→ **Information**:

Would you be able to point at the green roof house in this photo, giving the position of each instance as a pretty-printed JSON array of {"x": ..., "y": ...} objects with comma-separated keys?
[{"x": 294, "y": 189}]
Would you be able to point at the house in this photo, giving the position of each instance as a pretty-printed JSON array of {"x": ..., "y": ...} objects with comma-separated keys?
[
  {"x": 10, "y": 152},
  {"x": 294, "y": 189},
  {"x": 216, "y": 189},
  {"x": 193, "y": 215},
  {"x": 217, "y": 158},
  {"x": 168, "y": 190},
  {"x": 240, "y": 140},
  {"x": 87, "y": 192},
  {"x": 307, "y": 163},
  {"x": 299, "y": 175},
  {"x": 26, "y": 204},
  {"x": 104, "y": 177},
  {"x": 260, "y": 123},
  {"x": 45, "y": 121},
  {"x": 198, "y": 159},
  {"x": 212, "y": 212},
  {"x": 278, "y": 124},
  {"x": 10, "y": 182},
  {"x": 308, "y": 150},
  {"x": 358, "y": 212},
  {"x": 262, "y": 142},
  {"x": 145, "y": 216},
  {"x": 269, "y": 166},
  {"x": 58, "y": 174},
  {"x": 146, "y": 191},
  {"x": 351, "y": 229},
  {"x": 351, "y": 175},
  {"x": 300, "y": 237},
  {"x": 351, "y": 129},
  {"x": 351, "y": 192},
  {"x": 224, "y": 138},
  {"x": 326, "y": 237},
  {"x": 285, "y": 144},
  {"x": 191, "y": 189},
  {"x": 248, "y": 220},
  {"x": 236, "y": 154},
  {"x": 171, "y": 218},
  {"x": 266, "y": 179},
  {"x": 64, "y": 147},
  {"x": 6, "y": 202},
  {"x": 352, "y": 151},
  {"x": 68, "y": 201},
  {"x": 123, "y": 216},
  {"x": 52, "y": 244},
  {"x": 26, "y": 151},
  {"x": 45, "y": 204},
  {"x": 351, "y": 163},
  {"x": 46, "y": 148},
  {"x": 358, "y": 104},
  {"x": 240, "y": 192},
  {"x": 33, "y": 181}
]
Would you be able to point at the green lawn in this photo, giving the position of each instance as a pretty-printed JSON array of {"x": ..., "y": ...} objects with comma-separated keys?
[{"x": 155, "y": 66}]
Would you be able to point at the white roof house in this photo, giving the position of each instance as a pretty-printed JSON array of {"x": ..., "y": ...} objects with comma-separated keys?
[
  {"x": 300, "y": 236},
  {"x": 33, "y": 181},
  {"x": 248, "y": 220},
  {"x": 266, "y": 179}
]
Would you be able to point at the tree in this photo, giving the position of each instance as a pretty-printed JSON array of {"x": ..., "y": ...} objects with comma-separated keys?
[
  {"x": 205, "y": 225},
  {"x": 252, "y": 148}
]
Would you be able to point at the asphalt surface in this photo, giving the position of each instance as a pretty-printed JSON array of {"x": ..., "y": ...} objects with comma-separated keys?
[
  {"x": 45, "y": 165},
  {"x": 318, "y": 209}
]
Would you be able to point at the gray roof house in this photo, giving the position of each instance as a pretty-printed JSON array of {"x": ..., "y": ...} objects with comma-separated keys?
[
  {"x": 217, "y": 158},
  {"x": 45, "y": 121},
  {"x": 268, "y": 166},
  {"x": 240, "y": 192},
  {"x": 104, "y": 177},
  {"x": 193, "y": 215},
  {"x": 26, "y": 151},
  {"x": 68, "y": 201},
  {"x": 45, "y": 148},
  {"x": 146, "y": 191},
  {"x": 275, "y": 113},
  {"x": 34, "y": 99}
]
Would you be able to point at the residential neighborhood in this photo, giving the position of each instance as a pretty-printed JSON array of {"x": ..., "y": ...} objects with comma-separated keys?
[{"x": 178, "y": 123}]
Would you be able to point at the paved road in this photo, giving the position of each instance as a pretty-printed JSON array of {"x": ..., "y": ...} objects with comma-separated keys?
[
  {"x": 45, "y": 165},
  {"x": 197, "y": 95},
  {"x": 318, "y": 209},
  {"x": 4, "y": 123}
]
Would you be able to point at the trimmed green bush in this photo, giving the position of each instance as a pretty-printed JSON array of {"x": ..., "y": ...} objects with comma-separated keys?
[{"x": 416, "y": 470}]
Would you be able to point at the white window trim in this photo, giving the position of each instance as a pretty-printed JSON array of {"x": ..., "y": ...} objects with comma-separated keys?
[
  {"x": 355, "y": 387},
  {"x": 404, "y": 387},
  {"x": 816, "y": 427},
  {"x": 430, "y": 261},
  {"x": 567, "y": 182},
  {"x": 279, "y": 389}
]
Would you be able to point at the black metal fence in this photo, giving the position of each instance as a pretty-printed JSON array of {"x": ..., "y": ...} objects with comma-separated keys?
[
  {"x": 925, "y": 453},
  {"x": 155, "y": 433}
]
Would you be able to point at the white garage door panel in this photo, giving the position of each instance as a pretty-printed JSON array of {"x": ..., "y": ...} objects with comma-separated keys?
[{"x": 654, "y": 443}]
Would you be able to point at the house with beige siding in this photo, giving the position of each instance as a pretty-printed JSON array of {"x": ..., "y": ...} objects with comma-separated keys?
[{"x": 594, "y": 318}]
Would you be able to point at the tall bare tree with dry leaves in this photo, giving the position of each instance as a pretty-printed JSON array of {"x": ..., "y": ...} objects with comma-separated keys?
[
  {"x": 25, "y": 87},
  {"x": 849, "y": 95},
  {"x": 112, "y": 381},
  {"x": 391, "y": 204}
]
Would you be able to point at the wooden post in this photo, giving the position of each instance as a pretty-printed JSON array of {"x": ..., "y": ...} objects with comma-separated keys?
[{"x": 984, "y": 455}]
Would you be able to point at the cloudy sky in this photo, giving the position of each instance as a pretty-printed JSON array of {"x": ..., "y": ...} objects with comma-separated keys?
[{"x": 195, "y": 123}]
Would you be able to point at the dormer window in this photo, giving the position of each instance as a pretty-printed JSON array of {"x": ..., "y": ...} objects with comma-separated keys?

→ **What you have to do**:
Reproduce every line of the material above exactly.

→ **Exercise response**:
Would you be able to point at the green roof house in this photo, giving the position of each instance as a pretty-printed JSON array of {"x": ..., "y": ...} objects with comma-separated keys?
[{"x": 294, "y": 189}]
Would you be able to point at the house in this photo, giving the position of each instance as a pretty-printed JSON array of {"x": ..., "y": ...} objects with comma-separated keys?
[
  {"x": 10, "y": 152},
  {"x": 294, "y": 189},
  {"x": 216, "y": 189},
  {"x": 193, "y": 215},
  {"x": 217, "y": 158},
  {"x": 168, "y": 190},
  {"x": 240, "y": 140},
  {"x": 87, "y": 192},
  {"x": 307, "y": 163},
  {"x": 299, "y": 175},
  {"x": 26, "y": 204},
  {"x": 104, "y": 177},
  {"x": 260, "y": 123},
  {"x": 45, "y": 121},
  {"x": 198, "y": 159},
  {"x": 212, "y": 212},
  {"x": 278, "y": 124},
  {"x": 10, "y": 182},
  {"x": 308, "y": 150},
  {"x": 358, "y": 212},
  {"x": 262, "y": 142},
  {"x": 145, "y": 216},
  {"x": 269, "y": 166},
  {"x": 58, "y": 174},
  {"x": 146, "y": 191},
  {"x": 351, "y": 229},
  {"x": 351, "y": 175},
  {"x": 300, "y": 237},
  {"x": 351, "y": 129},
  {"x": 351, "y": 192},
  {"x": 224, "y": 138},
  {"x": 326, "y": 237},
  {"x": 285, "y": 144},
  {"x": 191, "y": 189},
  {"x": 248, "y": 220},
  {"x": 236, "y": 154},
  {"x": 171, "y": 218},
  {"x": 266, "y": 179},
  {"x": 64, "y": 147},
  {"x": 6, "y": 202},
  {"x": 352, "y": 151},
  {"x": 68, "y": 201},
  {"x": 123, "y": 216},
  {"x": 52, "y": 244},
  {"x": 26, "y": 151},
  {"x": 45, "y": 204},
  {"x": 351, "y": 163},
  {"x": 46, "y": 148},
  {"x": 358, "y": 104},
  {"x": 240, "y": 192},
  {"x": 33, "y": 181}
]
Would you be able to point at the green lawn in this photo, giving the position of each instance as a pretty-printed JSON array of {"x": ..., "y": ...} objects with comma-separated keys?
[{"x": 155, "y": 66}]
Would you be able to point at the white roof house in this photo, giving the position of each instance as a pretty-printed JSON array of {"x": ..., "y": ...} objects with comma-separated keys?
[
  {"x": 300, "y": 236},
  {"x": 33, "y": 181},
  {"x": 248, "y": 220},
  {"x": 266, "y": 179}
]
Would you be able to point at the tree in this photo, giving the position of each instance as a pretty-printed JSON array of {"x": ..., "y": ...} objects with comma-separated keys?
[
  {"x": 205, "y": 225},
  {"x": 252, "y": 148}
]
Would you be able to point at the asphalt surface in this photo, giving the position of each instance as a pretty-printed JSON array of {"x": ..., "y": ...} objects with comma-separated keys?
[
  {"x": 45, "y": 165},
  {"x": 318, "y": 209}
]
Would you be able to point at the gray roof house in this photo, giving the position of each instance as a pretty-printed JSON array of {"x": ..., "y": ...} objects with comma-separated keys?
[
  {"x": 217, "y": 158},
  {"x": 45, "y": 121},
  {"x": 268, "y": 166},
  {"x": 240, "y": 192},
  {"x": 104, "y": 177},
  {"x": 193, "y": 215},
  {"x": 26, "y": 151},
  {"x": 68, "y": 201},
  {"x": 45, "y": 148},
  {"x": 146, "y": 191},
  {"x": 275, "y": 113},
  {"x": 34, "y": 99}
]
Would you be able to point at the residential neighborhood in this photo, giving the position of each instance as a pretty-printed JSON array of {"x": ..., "y": ...} objects with comma-separated keys?
[{"x": 178, "y": 123}]
Would you be able to point at the paved road in this photo, giving the position of each instance as a pretty-printed JSON array of {"x": ..., "y": ...} objects with comma-separated keys?
[
  {"x": 45, "y": 165},
  {"x": 197, "y": 95},
  {"x": 318, "y": 209},
  {"x": 4, "y": 123}
]
Would you be able to point at the trimmed green bush in this photo, giving the position of each instance as a pretty-printed JSON array of {"x": ..., "y": ...} objects with comma-separated keys?
[{"x": 416, "y": 470}]
Would you be able to point at the white window trim in this photo, giving the position of each instance as a pretty-printed JSON array of {"x": ..., "y": ...} objects with comma-separated keys?
[
  {"x": 355, "y": 387},
  {"x": 404, "y": 387},
  {"x": 816, "y": 427},
  {"x": 430, "y": 261},
  {"x": 567, "y": 182},
  {"x": 279, "y": 389}
]
Would you be able to point at the black metal fence in this photo, giving the position of each instance as a pretty-printed JSON array of {"x": ..., "y": ...} objects with comma-separated keys?
[
  {"x": 925, "y": 453},
  {"x": 155, "y": 433}
]
Would you be able to point at the white garage door panel in this photo, giving the position of each instance as a pretty-printed JSON array of {"x": ..., "y": ...} objects with comma-separated keys?
[{"x": 654, "y": 443}]
Would you be able to point at the house with beige siding in this photo, giving the position of each instance as a pretty-printed JSON array of {"x": ..., "y": ...} objects with comma-separated keys?
[{"x": 594, "y": 318}]
Would you be able to point at the tall bare tree with dry leaves in this photo, giving the position of each instance as a pretty-printed JSON array of {"x": ..., "y": ...} objects with comma-separated keys?
[
  {"x": 25, "y": 87},
  {"x": 849, "y": 95},
  {"x": 112, "y": 381},
  {"x": 391, "y": 204}
]
Would you be able to point at the wooden post in this photo, giving the position of each instance as a pretty-printed JSON array of {"x": ..., "y": ...} objects with comma-separated keys?
[{"x": 984, "y": 455}]
Would you be able to point at the cloudy sky in this photo, giving the position of each instance as a pretty-printed JSON array of {"x": ..., "y": ...} objects with comma-separated keys?
[{"x": 195, "y": 123}]
Would you be able to point at the dormer window in this photo, giving the position of each instance as a pretty-printed JSON array of {"x": ..., "y": ...} objects with comma-separated keys?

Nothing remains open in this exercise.